- _Trecho para leitura_
»»
A lei racional da história não tem nada de comum com os esquemas pedantes. A desigualdade do ritmo, que é a lei mais geral do processo histórico, manifesta-se com maior vigor e complexidade nos destinos dos países atrasados. Sob a força das necessidades exteriores, a vida retardatária é obrigada a avançar por saltos. Desta lei universal de desigualdade dos ritmos decorre uma outra lei que, falta de denominação mais apropriada, pode-se chamar lei do desenvolvimento combinado, no sentido da reaproximação das diversas etapas, da combinação de fases distintas, da amalgama de formas arcaicas com as mais modernas. Na falta desta lei, tomada, bem entendido, em todo o seu conteúdo material, é impossível compreender a história da Rússia, como, em geral, de todos os países chamados à civilização em segunda, terceira ou décima linha.
Sob a pressão da Europa mais rica, o Estado russo absorvia em comparação com o Ocidente, uma parte relativa da riqueza pública muito mais forte, e não somente condenava assim as massas populares a uma miséria dupla, mas enfraquecia também as bases das classes possuidoras. O Estado, tendo porém necessidade do apoio destas últimas, pressionava e regulava a sua formação. Resultado, as classes privilegiadas, burocratizadas, nunca mais puderam levantar-se com todo o seu peso e o Estado russo aproximava-se ainda mais dos regimes despóticos da Ásia.
««
- _Dados fornecidos_
»»
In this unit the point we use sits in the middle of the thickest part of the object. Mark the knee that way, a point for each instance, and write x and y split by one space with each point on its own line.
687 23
««
- _Tarefas_
1. De acordo com o trecho sobre a história da Rússia, qual é a lei mais geral do processo histórico?
2. Prossiga o trecho sobre a história da Rússia a partir da última frase apresentada.

- _Respostas por tarefa_
1. A desigualdade do ritmo.

2.
A autocracia bizantina que os czars moscovitas se apropriaram oficialmente desde do início do século XVI submeteu os grandes feudais, os boiardos, com a ajuda dos nobres da Corte (dvoriane) e sujeitou estes últimos subjugando-lhes o campesinato para se transformar em monarquia absoluta, a dos imperadores de Petersburgo. O atraso do conjunto do processo é suficientemente caracterizado pelo facto que o direito de servidão nascendo no fim do século XVI, estabelecido no XVII, atingiu o seu desenvolvimento no XVIII e foi juridicamente abolido somente em 1861.
O clérigo, depois da nobreza, jogou na formação da autocracia czarista um papel não negligenciável, mas unicamente o de um funcionalismo. A Igreja nunca se elevou na Rússia ao grau de potência dominante que o catolicismo teve no Ocidente: ela contentou-se com um estado de domesticidade espiritual junto dos autocratas e ela fazia-o com uma humildade meritória. Os bispos e os metropolitas dispunham de um certo poder somente a título de subalternos da autoridade civil. Havia mudança de patriarca quando sucedia um novo czar. Quando a capital foi estabelecida em Petersburgo, a dependência da Igreja em relação ao Estado tornou-se ainda mais servil. Duzentos mil padre e monjes constituíram, em suma, uma parte da burocracia, uma especie de polícia confessional. Em recompensa, o monopólio do clérigo ortodoxo nos assuntos da fé, as suas terras e rendimentos, encontraram-se sob a protecção da polícia geral.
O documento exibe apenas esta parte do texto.